* _Kutipan Dokumen_
########################################
Arah pemulihan ekonomi domestik terlihat sejalan dengan menurunnya kasus Covid-19 yang didukung oleh perkembangan program vaksinasi. Progres vaksinasi saat ini telah berjalan cukup baik dan kini telah mencapai angka 250.000 – 350.000 penyuntikan per hari. Keberhasilan vaksinasi diiringi dengan disiplin dalam penerapan protokol kesehatan oleh seluruh masyarakat merupakan kunci untuk mengembalikan aktivitas dan produktivitas nasional sehingga pemulihan ekonomi dapat segera tercapai.
Pemanfaatan Momentum
Komoditas andalan Indonesia Crude Palm Oil (CPO) atau minyak sawit dan batubara belakangan mengalami kenaikan harga. Komoditas andalan ekspor tersebut dapat menyokong penerimaan negara dari sisi bea keluar. Pada batu bara, peningkatan harganya mencapai USD93/ton, di mana salah satunya didorong oleh peningkatan permintaan kebutuhan batu bara dari Jepang serta adanya sentimen terkait menurunnya suplai dibanding permintaan batu bara secara global.Program vaksinasi dan penerapan new normal di seluruh dunia telah mendorong pemulihan konsumsi dan permintaan energi di berbagai negara. Selain itu, permintaan komoditas batu bara juga berpeluang naik seiring pulihnya perekonomian Tiongkok yang merupakan pasar utama ekspor batu bara Indonesia. Tiongkok sebagai importir batu bara terbesar dunia saat ini merupakan pemegang peranan penting dalam pergerakan harga batu bara di 2021. Seiring dengan kenaikan harga batu bara, harga CPO juga masih menunjukan peningkatan (MYR4.186/ton pada 16 April 2021).Pertumbuhan ekonomi yang stabil dan kenaikan populasi di China merupakan faktor utama yang hingga kini menjaga harga CPO.Keberhasilan Negeri Panda dalam mengangkat ekonominya dari kejatuhan akibat Covid-19 dapat dimanfaatkan oleh Indonesia sebagai momentum untuk mendorong ekspor yang delanjutnya berimplikasi pada penguatan penerimaan negara.
########################################
* _Daftar Tugas_
(1) Menurut kutipan dokumen tentang pemulihan ekonomi, berapa jumlah penyuntikan vaksin per hari yang kini telah dicapai?
(2) Teruskan kutipan dokumen tentang pemulihan ekonomi dan ekspor komoditas, dimulai setelah kalimat terakhirnya.

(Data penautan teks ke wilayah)
########################################
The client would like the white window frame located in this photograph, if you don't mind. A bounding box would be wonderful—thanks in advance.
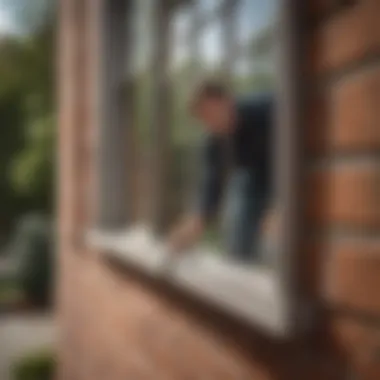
[87,0,311,337]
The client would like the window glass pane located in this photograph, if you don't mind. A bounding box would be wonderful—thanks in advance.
[166,0,279,264]
[233,0,277,92]
[132,0,154,220]
[169,7,199,220]
[200,19,224,75]
[197,0,223,14]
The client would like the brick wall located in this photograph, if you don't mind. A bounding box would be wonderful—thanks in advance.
[57,0,380,380]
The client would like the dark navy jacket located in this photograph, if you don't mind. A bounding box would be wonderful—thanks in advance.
[198,94,274,220]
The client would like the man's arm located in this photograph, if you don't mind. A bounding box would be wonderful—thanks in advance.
[169,139,223,253]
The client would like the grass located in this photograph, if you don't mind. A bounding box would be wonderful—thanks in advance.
[0,279,23,306]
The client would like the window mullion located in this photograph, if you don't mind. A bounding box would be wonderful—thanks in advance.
[150,1,172,233]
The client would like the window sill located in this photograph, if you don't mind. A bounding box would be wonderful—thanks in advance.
[86,227,289,337]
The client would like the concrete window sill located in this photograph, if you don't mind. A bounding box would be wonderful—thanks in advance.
[86,227,290,336]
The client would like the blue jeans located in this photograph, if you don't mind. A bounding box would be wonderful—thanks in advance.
[223,169,269,261]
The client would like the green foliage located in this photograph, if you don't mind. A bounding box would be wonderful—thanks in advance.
[10,215,53,306]
[10,117,55,210]
[12,350,56,380]
[0,0,56,237]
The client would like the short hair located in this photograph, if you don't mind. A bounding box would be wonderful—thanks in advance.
[189,78,230,112]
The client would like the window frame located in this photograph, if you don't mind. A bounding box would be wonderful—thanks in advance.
[86,0,312,337]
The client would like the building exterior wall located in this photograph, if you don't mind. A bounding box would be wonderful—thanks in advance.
[57,0,380,380]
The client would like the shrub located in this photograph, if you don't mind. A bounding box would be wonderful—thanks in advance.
[11,351,56,380]
[11,215,53,306]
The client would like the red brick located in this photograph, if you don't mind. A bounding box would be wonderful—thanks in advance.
[306,163,380,229]
[331,317,380,380]
[309,0,380,74]
[329,65,380,151]
[325,241,380,319]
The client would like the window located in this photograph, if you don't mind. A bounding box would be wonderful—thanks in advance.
[89,0,306,332]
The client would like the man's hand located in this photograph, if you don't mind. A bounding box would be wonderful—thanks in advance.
[168,215,204,255]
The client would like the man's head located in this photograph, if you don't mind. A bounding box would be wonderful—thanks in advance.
[190,80,235,134]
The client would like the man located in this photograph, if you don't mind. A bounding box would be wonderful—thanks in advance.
[169,80,273,261]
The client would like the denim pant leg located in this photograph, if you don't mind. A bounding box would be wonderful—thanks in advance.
[224,170,267,261]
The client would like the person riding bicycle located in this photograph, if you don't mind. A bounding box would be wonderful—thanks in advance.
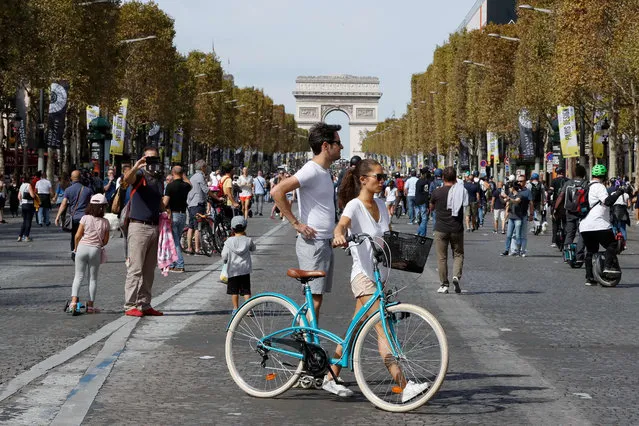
[579,164,625,286]
[330,159,429,402]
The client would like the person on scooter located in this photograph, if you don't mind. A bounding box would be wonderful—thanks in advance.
[579,164,624,286]
[554,164,588,262]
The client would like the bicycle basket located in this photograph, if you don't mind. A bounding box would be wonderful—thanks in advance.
[384,231,433,274]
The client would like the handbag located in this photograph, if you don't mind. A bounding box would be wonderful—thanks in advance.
[220,262,229,284]
[62,186,84,232]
########################################
* _Jawaban per Tugas_
(1) Sebanyak 250.000 – 350.000 penyuntikan per hari.

(2)
Pada saat ini ekspor masih diperlukan untuk mendorong pertumbuhan ekonomi kembali positif. BPS mencatat bahwa neraca perdagangan Indonesia masih mengalami surplus sebesar US$5,5 miliar atau Rp80,3 triliun (Rp14.600 per US$) sepanjang kuartal I – 2021. Total nilai ekspor pada kuartal I – 2021 mencapai US$48,9 miliar, di mana ekspor terbesar didominasi oleh minyak dan lemak hewan nabati dan bahan bakar mineral. Ekspor tambang merupakan penyumbang ekspor terbesar kedua di negara ini, setelah produk industri. Oleh sebab itu, komoditas batu bara memiliki potensi mendorong ekonomi nasional tumbuh positif. Faktor utama yang menjadi momentum kini tak lain adalah permintaan dunia yang akan mulai meningkat setelah vaksin Covid 19 disuntikan.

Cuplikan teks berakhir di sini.